(Data listing):

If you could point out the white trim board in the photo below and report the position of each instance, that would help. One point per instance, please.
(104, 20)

==

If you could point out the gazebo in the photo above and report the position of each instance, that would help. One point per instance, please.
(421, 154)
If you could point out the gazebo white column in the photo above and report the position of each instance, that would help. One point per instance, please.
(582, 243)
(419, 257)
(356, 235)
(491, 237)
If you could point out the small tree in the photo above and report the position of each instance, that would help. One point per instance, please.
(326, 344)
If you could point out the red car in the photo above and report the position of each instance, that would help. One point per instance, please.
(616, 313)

(Written instruction): List each line of the records above that contains the word "gazebo", copying every such line in full.

(Finished answer):
If you could point out the gazebo in the photo above and report the position of each instance, that would help. One point per instance, please.
If you could point out the gazebo white column in the photo above and report the position of each instance, that would help. One point per instance, please.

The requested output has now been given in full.